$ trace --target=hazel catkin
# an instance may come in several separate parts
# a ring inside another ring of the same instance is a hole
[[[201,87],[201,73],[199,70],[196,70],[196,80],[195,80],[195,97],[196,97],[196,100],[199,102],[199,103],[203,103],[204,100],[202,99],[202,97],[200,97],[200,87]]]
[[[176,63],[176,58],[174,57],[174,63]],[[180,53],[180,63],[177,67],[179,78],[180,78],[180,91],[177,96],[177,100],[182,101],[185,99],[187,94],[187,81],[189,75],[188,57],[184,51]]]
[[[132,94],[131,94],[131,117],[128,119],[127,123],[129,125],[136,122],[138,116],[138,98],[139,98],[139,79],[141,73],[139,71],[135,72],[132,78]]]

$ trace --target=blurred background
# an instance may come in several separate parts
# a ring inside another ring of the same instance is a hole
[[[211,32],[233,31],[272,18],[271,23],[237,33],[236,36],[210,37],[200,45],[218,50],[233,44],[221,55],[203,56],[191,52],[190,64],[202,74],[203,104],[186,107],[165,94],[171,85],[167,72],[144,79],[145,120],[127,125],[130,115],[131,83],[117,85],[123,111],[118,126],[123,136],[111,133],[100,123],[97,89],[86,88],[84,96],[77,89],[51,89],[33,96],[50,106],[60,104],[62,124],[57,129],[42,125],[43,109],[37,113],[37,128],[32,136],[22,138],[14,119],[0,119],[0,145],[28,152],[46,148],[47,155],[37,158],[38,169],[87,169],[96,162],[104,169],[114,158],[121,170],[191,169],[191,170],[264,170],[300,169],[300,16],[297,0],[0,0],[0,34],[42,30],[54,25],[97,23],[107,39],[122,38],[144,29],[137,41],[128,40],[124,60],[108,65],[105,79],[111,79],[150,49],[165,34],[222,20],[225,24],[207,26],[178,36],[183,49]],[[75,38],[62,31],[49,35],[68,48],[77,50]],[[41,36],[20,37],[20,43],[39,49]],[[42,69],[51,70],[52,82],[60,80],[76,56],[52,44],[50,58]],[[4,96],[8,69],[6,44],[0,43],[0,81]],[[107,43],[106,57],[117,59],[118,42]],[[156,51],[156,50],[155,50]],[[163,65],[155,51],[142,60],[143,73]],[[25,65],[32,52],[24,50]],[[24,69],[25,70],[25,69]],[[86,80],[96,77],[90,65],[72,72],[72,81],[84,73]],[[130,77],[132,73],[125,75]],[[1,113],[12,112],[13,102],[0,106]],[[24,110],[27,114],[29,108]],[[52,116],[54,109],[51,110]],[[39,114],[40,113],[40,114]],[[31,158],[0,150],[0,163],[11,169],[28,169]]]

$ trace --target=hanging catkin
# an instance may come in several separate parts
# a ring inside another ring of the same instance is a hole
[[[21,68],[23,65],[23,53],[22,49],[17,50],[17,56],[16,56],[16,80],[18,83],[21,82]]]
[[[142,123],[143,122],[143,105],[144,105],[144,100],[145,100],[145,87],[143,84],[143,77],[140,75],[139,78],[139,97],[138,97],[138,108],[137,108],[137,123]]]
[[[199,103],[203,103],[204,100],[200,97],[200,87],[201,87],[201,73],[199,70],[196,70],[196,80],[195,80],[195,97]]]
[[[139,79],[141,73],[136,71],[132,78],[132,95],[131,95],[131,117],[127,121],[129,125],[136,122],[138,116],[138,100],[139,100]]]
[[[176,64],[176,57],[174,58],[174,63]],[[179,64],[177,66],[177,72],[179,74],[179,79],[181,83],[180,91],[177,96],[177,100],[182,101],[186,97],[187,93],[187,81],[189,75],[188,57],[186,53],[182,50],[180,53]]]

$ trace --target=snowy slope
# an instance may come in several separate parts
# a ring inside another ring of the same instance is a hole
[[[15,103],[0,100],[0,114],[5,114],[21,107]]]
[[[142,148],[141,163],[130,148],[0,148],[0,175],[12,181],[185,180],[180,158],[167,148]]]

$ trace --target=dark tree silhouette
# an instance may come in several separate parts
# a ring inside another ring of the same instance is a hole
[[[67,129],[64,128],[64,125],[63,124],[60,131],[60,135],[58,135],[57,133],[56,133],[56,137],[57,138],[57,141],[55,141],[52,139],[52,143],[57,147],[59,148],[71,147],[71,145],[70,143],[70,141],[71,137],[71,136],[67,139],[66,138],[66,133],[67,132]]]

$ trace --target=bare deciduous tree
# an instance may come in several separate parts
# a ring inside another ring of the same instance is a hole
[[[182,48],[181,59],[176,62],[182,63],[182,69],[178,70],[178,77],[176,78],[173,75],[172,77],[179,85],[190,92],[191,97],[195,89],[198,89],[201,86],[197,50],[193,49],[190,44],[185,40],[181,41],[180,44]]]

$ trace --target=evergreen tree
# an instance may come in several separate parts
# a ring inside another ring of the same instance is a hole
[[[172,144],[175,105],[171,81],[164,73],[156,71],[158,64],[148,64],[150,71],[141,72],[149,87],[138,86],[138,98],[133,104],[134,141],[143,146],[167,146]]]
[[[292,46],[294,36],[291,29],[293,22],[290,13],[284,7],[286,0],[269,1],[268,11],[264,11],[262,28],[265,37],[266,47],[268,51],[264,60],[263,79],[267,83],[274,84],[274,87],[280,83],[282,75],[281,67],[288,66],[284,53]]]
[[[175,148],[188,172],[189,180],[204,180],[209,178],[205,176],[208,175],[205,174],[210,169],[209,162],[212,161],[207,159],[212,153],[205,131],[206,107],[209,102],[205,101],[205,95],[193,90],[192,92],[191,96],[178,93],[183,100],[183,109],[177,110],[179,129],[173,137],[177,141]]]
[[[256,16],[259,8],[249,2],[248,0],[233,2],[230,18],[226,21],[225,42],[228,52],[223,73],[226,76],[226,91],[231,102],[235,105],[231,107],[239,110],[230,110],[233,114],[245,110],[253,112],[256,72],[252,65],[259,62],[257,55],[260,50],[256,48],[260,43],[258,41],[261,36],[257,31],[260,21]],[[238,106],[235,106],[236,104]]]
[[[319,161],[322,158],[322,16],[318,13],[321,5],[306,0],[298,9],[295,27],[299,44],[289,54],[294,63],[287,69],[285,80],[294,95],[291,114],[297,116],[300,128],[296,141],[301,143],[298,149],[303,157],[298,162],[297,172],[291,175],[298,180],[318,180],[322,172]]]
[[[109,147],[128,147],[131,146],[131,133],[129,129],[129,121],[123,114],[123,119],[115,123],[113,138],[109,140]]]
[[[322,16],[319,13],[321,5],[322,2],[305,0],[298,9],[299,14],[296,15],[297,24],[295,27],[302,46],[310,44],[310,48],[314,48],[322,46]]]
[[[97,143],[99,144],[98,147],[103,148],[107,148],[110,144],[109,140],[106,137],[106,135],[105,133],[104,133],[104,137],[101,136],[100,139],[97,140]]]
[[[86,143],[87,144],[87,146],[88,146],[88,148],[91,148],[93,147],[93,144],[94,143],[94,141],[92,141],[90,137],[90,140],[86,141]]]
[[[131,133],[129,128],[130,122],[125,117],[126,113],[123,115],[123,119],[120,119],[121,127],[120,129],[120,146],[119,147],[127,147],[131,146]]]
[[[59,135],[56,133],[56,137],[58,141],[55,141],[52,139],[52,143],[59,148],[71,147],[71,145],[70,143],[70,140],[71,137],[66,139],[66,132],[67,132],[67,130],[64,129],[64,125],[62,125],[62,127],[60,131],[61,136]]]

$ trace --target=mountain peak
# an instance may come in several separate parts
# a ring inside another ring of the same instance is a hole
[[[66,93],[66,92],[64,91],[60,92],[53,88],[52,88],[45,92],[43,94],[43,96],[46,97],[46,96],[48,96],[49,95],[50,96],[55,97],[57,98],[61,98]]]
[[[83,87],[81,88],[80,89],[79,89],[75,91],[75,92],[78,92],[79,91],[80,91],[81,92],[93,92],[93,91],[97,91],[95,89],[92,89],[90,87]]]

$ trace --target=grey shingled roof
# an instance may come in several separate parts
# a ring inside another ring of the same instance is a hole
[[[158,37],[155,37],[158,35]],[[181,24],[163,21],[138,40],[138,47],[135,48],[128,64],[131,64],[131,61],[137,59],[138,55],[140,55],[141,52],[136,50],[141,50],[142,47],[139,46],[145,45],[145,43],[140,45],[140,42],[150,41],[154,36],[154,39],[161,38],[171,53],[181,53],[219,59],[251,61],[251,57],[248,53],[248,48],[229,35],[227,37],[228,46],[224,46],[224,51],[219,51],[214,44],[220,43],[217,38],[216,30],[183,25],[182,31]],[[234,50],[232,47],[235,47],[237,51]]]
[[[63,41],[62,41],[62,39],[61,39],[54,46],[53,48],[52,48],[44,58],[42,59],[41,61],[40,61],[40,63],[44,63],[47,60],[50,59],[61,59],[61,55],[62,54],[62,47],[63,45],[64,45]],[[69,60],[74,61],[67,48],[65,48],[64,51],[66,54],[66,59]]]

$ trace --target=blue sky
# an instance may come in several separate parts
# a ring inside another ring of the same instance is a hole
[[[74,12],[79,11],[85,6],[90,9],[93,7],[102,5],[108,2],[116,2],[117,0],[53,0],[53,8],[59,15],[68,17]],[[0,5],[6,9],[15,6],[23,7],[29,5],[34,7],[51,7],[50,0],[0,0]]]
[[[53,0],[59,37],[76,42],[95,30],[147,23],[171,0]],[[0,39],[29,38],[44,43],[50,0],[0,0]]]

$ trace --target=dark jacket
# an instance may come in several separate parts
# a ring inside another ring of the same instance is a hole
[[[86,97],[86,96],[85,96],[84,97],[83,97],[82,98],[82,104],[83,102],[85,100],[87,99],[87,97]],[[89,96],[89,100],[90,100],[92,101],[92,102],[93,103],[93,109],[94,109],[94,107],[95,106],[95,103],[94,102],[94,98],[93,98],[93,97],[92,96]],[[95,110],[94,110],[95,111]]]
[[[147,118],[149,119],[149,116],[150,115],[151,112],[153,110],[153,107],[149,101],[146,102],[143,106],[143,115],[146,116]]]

==========

Written request | Retype the lines of the data exactly, starting with the line that contains "trace --target=dark jacket" and continuing through the last line of the data.

Written solution |
$ trace --target=dark jacket
# an instance may come in several separate parts
# a ring inside another ring of the same instance is a hole
[[[86,97],[86,96],[85,96],[84,97],[83,97],[82,98],[82,104],[83,102],[85,100],[87,99],[87,97]],[[89,96],[89,100],[90,100],[92,101],[92,102],[93,103],[93,109],[94,109],[94,107],[95,106],[95,103],[94,102],[94,98],[93,98],[93,97],[92,96]],[[95,110],[94,110],[95,111]]]
[[[147,118],[149,119],[149,116],[150,115],[151,112],[153,110],[153,107],[149,101],[146,102],[143,106],[143,115],[146,116]]]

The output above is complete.